>> Begin
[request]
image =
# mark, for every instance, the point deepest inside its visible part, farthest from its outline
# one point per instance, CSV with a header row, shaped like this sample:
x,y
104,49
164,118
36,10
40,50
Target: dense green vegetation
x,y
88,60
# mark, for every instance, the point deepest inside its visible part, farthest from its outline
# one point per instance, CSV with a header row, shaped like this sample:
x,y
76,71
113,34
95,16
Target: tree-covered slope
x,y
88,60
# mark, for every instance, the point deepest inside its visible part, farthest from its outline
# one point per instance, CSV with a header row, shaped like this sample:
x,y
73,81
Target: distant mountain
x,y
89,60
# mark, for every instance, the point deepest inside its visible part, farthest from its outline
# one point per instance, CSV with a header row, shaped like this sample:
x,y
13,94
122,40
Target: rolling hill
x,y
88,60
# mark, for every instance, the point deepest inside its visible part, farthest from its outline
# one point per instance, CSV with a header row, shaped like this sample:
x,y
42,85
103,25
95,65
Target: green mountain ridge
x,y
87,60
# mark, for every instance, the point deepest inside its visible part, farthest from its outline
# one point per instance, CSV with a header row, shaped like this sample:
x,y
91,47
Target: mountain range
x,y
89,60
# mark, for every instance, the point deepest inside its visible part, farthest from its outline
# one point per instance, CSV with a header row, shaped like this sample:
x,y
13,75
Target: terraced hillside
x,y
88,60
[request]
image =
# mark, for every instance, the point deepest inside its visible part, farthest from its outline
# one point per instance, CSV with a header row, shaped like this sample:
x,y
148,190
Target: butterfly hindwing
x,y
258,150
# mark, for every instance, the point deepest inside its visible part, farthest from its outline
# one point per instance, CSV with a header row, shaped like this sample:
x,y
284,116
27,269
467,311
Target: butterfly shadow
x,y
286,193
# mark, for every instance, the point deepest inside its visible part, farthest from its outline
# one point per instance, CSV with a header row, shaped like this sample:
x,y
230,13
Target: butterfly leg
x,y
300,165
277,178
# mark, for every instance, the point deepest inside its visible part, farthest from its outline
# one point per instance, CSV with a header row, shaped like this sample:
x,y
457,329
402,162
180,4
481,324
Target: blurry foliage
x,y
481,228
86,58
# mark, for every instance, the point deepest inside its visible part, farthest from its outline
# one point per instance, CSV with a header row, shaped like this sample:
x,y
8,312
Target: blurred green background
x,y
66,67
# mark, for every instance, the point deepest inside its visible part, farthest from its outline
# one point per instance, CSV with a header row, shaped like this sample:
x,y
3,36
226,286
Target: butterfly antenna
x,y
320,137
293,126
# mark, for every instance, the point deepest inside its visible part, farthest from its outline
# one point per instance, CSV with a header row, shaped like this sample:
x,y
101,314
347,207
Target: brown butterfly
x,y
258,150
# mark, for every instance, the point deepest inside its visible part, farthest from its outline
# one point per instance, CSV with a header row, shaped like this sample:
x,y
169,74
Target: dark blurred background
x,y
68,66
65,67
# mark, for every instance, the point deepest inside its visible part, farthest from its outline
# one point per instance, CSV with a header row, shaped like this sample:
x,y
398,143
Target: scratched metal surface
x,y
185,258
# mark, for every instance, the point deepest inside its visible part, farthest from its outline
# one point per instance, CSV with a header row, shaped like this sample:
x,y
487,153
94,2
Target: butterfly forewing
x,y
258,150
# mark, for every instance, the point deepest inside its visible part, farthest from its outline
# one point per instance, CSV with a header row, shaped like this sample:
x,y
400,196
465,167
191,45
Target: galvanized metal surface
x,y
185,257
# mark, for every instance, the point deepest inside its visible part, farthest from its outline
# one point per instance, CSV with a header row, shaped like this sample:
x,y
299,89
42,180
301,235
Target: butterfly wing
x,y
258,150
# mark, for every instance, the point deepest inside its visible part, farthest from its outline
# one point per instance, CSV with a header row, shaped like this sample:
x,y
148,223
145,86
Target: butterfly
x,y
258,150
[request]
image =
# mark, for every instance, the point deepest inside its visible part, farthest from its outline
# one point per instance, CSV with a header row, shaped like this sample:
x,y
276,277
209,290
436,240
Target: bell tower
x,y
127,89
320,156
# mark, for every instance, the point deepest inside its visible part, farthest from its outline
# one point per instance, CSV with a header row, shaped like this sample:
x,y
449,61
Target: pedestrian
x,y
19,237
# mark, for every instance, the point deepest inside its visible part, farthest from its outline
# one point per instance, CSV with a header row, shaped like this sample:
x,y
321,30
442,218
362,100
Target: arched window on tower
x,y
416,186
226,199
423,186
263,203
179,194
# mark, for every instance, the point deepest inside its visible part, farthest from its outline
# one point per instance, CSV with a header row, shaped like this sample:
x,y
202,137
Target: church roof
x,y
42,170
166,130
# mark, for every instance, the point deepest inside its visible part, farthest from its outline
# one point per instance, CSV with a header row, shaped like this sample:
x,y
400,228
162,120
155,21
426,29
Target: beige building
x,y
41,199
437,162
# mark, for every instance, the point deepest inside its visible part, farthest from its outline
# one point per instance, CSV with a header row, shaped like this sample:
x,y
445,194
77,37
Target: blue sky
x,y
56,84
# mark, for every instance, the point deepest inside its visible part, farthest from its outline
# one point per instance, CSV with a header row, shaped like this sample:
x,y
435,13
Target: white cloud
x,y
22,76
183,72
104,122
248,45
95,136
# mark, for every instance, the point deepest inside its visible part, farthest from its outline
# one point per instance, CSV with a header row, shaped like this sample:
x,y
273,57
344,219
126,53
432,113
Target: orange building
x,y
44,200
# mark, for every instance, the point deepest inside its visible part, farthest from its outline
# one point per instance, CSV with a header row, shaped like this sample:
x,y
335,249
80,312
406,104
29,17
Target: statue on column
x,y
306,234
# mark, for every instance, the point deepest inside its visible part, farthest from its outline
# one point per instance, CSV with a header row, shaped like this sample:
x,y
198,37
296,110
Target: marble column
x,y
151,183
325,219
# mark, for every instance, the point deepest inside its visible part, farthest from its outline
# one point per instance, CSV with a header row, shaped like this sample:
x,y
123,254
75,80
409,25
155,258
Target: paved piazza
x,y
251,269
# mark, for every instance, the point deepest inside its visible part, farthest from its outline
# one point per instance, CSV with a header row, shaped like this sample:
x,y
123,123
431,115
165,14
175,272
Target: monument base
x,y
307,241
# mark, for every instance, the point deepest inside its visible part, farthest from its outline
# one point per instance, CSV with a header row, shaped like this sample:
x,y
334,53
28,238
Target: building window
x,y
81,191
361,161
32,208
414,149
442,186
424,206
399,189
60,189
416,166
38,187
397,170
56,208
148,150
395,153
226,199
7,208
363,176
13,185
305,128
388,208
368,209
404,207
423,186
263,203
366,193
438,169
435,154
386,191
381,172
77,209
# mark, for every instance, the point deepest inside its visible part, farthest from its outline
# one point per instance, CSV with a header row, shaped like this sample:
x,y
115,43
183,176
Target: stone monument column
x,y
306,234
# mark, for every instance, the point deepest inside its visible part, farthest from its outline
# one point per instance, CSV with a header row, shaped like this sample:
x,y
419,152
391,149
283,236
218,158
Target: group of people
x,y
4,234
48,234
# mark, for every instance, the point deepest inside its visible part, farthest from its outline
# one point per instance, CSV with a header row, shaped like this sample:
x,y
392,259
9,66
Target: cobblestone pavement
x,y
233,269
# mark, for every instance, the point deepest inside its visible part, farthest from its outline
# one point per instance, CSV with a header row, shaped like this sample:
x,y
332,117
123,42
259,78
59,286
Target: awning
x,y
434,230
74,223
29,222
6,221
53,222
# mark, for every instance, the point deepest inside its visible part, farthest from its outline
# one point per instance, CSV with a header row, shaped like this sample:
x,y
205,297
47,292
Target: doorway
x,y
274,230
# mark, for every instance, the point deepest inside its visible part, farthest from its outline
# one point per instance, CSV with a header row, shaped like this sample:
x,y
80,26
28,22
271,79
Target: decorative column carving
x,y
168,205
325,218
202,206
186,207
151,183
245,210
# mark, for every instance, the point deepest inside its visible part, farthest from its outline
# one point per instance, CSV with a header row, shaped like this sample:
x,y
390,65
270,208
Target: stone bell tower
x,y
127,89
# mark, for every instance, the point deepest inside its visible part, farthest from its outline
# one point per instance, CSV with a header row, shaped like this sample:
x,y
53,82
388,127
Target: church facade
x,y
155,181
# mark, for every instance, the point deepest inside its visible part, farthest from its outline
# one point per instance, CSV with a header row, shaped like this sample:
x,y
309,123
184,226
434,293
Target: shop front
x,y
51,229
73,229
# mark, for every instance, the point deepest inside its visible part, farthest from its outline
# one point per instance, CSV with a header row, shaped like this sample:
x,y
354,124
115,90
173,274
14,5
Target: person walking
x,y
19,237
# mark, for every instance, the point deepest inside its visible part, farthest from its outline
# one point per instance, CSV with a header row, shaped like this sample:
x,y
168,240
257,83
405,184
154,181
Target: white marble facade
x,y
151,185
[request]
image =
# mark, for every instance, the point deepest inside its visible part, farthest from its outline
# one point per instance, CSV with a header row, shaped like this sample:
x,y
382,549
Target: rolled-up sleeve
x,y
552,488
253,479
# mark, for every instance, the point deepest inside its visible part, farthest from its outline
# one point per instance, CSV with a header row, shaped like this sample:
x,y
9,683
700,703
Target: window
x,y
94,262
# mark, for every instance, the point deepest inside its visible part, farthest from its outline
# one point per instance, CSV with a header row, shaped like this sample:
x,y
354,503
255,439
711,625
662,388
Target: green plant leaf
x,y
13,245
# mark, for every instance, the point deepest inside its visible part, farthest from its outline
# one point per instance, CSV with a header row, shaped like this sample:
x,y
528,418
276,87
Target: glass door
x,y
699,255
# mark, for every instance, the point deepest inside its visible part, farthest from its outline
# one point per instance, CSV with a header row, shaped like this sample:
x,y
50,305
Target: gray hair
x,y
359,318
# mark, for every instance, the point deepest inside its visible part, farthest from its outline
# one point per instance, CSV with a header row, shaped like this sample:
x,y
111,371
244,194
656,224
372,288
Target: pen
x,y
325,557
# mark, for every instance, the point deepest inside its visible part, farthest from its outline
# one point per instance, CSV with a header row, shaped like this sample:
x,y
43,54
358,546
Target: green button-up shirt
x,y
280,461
>> End
SET EXERCISE:
Gather each line of the rows above that contains the word "marble", and copy those lines in full.

THE COMPLETED TASK:
Target: marble column
Target: white marble facade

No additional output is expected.